* SELECTED EXTRACT
Now, upon analyzing both judicial opinions we can see how the purpose of accrued wages and therefore their legal nature, leading the current discussion with regards to their constitutionality to be based on incorrect foundations. From a reading of said judicial opinions, we can deduce that accrued wages are understood as a wage modality, as a legal benefit, as an action that is ancillary to the principal, as a simple judicial effect or consequence or as a fundamental right recognized by the Constitution and International Treaties
Let us start from the fact that accrued wages are not defined by any legal regulation, but has been understood and recognized by our Supreme Court, as those wages which the worker has ceased to gain throughout the duration of a trial, which suit is derived from the unjustified termination of said worker by the employer. Before the reform of November 30th 2012, it was stipulated that said wages would be paid upon compliance of the labor board conviction ruling, while at present it is determined that their payment shall be for a maximum period of twelve months, which is precisely what is being discussed in order to determine its constitutionality.
We must take into consideration that accrued wages are not expressly recognized in the Constitution, because in fraction XII of section A of article 123 it only states that the employer who terminates a worker without a justified cause shall be obligated, at the latter’s choice, to fulfill the contract (reinstate the worker) or to indemnify him through the amount equivalent to three months of wages, and that the regulatory law shall stipulate the cases in which the employer is permitted to refuse to reinstate the worker through payment of an indemnification. They are not recognized in the International Treaties of which a Mexico is part either, the only stipulation in the aforementioned is the right to an indemnity in the case of an unjustified termination, as is found in the American Convention On Human Rights In The Area Of Economic, Social And Cultural Rights. In view of said circumstance, it was put to discussion, several years ago, if the accrued waged provided for in the Federal Labor Law, were constitutional or not, because they were not provided for in the Constitution itself. It was until the year 1999 that accrued wages were declared constitutional, finding their justification in the fact that the worker, during the trial proceedings, is separated from his employment generally without gaining wages that satisfy his needs and, likewise, in view of the fact that the constitutional text does not prohibit imposing upon the employers a responsibility beyond the three months of wages. Considering that this judicial precedent seems to us lacking in legal basis and does not reflect the reality, we must part form the fact that the constitutionality of accrued wages is currently recognized and what is now being discussed is if having limited them to a period of twelve months is in itself constitutional or not, but before that let us understand what is their legal nature.

* EXTRACTED DATA
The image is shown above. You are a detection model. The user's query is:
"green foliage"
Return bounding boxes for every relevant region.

---

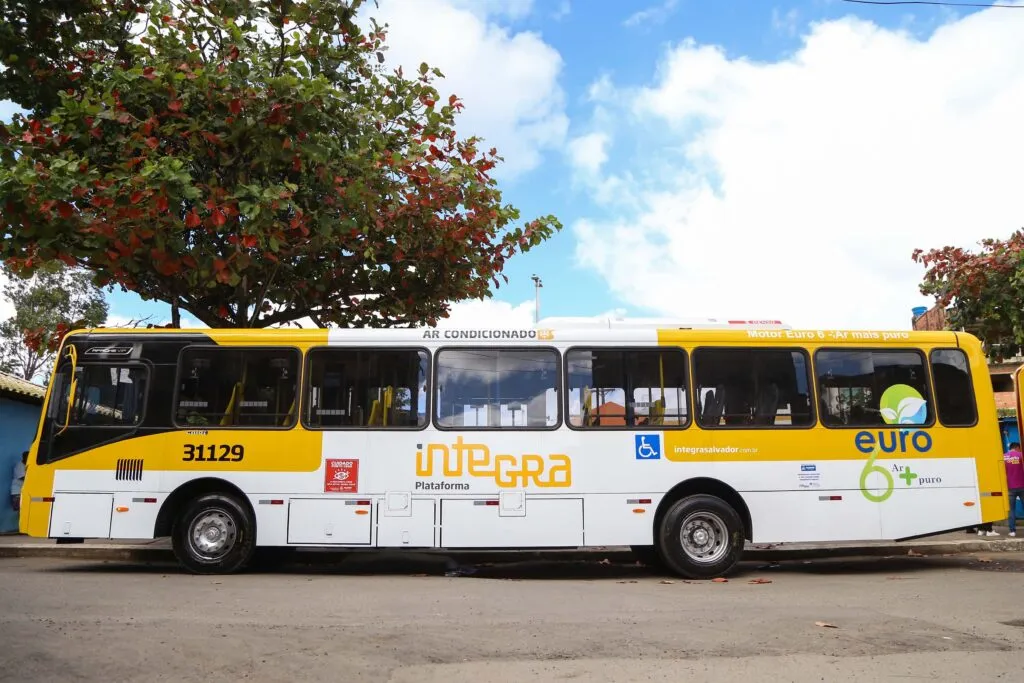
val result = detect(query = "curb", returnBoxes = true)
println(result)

--

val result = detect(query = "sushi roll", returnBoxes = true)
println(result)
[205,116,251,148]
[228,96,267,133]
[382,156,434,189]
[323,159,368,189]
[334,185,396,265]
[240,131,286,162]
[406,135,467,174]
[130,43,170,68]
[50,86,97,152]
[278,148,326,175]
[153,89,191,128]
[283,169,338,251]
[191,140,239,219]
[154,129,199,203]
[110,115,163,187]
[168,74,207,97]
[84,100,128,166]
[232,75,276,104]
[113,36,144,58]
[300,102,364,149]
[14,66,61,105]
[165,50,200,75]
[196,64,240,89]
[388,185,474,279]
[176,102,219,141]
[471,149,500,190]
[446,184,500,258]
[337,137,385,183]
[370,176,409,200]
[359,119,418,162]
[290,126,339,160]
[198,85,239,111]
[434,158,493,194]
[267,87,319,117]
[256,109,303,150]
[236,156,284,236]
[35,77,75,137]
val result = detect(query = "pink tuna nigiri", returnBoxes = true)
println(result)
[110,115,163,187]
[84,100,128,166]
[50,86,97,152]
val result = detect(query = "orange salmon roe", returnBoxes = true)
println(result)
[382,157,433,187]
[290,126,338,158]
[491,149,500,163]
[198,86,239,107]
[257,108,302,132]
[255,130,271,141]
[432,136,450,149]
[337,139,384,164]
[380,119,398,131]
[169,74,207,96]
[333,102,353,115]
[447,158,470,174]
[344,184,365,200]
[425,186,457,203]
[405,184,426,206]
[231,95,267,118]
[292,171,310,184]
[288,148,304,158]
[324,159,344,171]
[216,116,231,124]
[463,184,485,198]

* EXERCISE DIRECTIONS
Do these statements agree with the passage on accrued wages? Answer yes or no for each, and quote the words from the passage that decide it. (a) Accrued wages are defined by a legal regulation. (b) Since the reform, accrued wages are paid for at most twelve months. (c) Accrued wages were declared constitutional in 1999. The entries have no connection to the text.

* RESPONSE TO THE TASK
(a) No: "accrued wages are not defined by any legal regulation"
(b) Yes: "their payment shall be for a maximum period of twelve months"
(c) Yes: "It was until the year 1999 that accrued wages were declared constitutional"